SHORT PROBLEM 1:
According to the RPM article, what was RPM formerly known as?
SHORT PROBLEM 2:
Decide whether each statement agrees with the RPM article, answering yes or no and quoting the words that settle it: (a) The -l sub parameter shows all files installed for a package along with their full path. (b) The Database area of RPM bundles files into a package for installation on other systems. (c) Adding v to -ql makes the output shorter.
SHORT PROBLEM 3:
Pick up the RPM article after its last sentence and keep writing.
--- Start of DOCUMENT TEXT ---
RPM Package Manager

November 22, 2004
RPM is a recursive acronym for RPM Package Manager (Formerly known as Redhat Package Manager). It is the default package manager in RedHat as well as RedHat based Linux distributions like Mandrake, OpenSuSE, PCLinuxOS and so on [Read about these Linux distributions here ]. It is very powerful and can be used to install, remove, update software, as well as a whole lot of other things in Linux. Basically, RPM can be divided into 3 main areas of functionality.
  1. Packages - Files that are compressed and contain applications, data and other files.
  2. Database - A list of installed packages in a system.
  3. Compilation - Bundling a bunch of files into a package suitable for installation on other systems.
Here are a couple of important RPM commands that are frequently used by Linux users though now a days, they use other tools (such as Yum) which provide automatic dependency checking to achieve the same.

Querying - Know more about a package
You can query the RPM database to know more details about a particular package that is installed in your system. To see if a particular program (say gedit, a text editor) is installed or not, use -q to activate the query mode in RPM.
# rpm -q gedit
RPM usually responds with the name, version and release of the package installed or, more likely reports that it is not present. To see all the files that are installed for gedit and their full path, use the -l sub parameter with the query mode.
# rpm -q -l gedit
Here -q is the mode and -l is the submode. Usually you can bundle the mode and sub-mode parameters together as follows:
# rpm -ql gedit
You can also try...
# rpm -qlv gedit
... for a more verbose output.

To find, in which package the file /bin/sh is located, try :
# rpm -qf /bin/sh

...which tells that the file /bin/sh is situated in the package bash-2.05b-38.
Now to get more details about the bash package execute the following command:
# rpm -qi bash
...which will give a whole lot of details about the bash package installed in your system.
--- End of DOCUMENT TEXT ---
--- Start of ENTRIES SHOWN ---
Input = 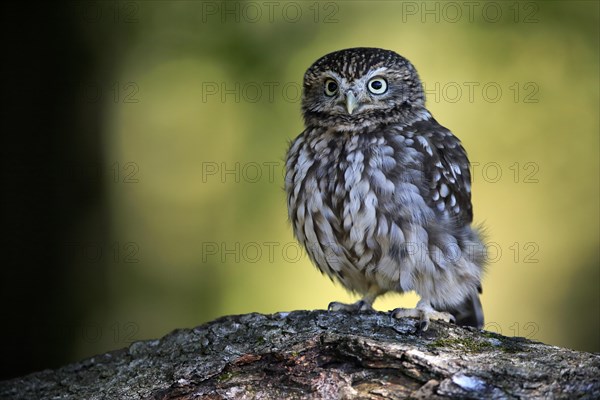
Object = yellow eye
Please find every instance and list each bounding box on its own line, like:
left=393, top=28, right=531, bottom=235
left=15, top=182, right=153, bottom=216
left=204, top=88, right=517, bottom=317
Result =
left=325, top=79, right=338, bottom=96
left=367, top=76, right=387, bottom=94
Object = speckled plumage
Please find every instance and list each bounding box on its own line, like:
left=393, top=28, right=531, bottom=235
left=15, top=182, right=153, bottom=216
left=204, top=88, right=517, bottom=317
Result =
left=285, top=48, right=485, bottom=329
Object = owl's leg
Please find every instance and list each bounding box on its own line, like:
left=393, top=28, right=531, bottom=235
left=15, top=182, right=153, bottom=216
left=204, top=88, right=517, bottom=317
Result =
left=392, top=299, right=455, bottom=331
left=327, top=286, right=384, bottom=312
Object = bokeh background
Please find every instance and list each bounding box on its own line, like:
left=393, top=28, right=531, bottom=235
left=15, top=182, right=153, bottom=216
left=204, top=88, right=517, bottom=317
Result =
left=1, top=1, right=600, bottom=378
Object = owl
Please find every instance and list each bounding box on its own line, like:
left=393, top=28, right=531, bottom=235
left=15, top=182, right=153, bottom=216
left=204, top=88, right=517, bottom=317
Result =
left=285, top=48, right=485, bottom=330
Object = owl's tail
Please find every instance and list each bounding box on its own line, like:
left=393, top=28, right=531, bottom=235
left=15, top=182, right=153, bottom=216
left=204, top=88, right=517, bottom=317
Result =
left=440, top=293, right=483, bottom=328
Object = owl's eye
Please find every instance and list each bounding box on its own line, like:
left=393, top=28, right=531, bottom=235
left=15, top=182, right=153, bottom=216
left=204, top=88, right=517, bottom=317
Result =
left=367, top=77, right=387, bottom=94
left=325, top=79, right=338, bottom=96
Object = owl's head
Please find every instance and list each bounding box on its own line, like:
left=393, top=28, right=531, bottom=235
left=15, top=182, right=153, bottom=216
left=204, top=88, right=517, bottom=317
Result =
left=302, top=47, right=425, bottom=125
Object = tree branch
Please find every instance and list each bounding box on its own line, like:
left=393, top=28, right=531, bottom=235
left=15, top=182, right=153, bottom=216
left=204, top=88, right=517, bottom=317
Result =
left=0, top=311, right=600, bottom=400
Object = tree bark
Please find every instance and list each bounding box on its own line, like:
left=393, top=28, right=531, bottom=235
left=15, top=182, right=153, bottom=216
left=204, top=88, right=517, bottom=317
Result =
left=0, top=311, right=600, bottom=400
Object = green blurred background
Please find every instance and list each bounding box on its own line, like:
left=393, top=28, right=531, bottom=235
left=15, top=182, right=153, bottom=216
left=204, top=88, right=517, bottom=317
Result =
left=2, top=1, right=600, bottom=377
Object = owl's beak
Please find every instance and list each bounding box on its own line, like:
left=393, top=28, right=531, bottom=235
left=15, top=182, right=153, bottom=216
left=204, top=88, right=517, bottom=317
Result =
left=346, top=90, right=358, bottom=114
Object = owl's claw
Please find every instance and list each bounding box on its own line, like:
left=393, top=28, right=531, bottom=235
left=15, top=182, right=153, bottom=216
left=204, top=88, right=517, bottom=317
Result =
left=327, top=300, right=373, bottom=312
left=392, top=302, right=456, bottom=332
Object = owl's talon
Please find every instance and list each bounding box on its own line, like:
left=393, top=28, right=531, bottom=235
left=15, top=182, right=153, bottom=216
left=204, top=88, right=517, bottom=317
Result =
left=327, top=300, right=373, bottom=312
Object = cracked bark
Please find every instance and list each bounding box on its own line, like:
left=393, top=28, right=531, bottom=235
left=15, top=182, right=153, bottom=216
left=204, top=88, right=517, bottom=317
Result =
left=0, top=311, right=600, bottom=400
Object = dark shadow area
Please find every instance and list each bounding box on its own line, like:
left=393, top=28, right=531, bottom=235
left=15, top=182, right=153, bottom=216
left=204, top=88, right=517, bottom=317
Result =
left=0, top=2, right=108, bottom=379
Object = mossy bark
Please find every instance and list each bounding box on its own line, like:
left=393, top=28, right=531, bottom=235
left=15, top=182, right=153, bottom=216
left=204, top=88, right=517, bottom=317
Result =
left=0, top=311, right=600, bottom=400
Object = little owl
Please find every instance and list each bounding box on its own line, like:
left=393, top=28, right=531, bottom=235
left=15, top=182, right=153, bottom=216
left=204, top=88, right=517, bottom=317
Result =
left=285, top=48, right=485, bottom=330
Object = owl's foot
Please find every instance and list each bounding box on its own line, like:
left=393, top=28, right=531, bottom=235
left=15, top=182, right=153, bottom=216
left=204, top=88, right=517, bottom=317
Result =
left=327, top=300, right=373, bottom=312
left=392, top=300, right=456, bottom=331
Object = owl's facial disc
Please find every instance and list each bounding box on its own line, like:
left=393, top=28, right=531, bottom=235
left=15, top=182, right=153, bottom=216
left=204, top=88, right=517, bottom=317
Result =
left=346, top=90, right=358, bottom=115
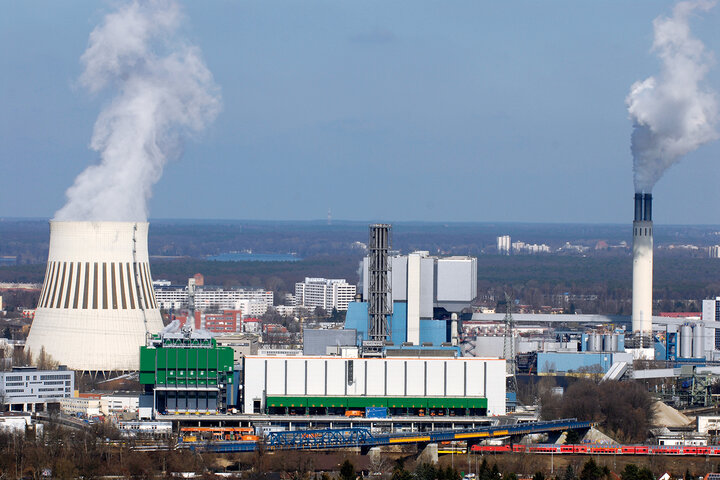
--- End of ENTRIES SHOWN ---
RIGHT ANSWER 1:
Redhat Package Manager.

RIGHT ANSWER 2:
(a) Yes: "To see all the files that are installed for gedit and their full path, use the -l sub parameter with the query mode."
(b) No: "Database - A list of installed packages in a system."
(c) No: "for a more verbose output."

RIGHT ANSWER 3:
Installing and removing packages

Suppose you want to install a package (say gedit):
# rpm -ivh gedit-2.6.0-4.rpm

To update gedit to a newer version:
# rpm -Uvh gedit-2.8.0-6.rpm
The -U mode means, if this package is not installed, install it; if an older version of this package is installed, upgrade it.

There is a third installation mode, called freshening, represented by -F. This is similar to -U in that it upgrades a package that is installed, but it adds one restriction - it ignores any packages that are not of the same name as a package that is already installed on your system. So if you have a directory containing a bundle of rpms - say security patches - then you can move into that directory containing the security patches in RPM format and execute the command:

# rpm -Fvh *.rpm

... which will install only those security patches which are related to the packages that are already installed in your system and will ignore the rest.

To remove an already installed package say gedit, just type:
# rpm -e gedit

Drawbacks of RPM

RPM has one difficulty, ie it will not install a package if that package depends on another program that is not already installed on your system. This is known as a dependency issue. RedHat provides two utilities called rpmdb-redhat for RedHat enterprise linux and rpmdb-fedora for Fedora Core. Once you install one of these on your system, RPM will automatically begin suggesting dependency resolutions.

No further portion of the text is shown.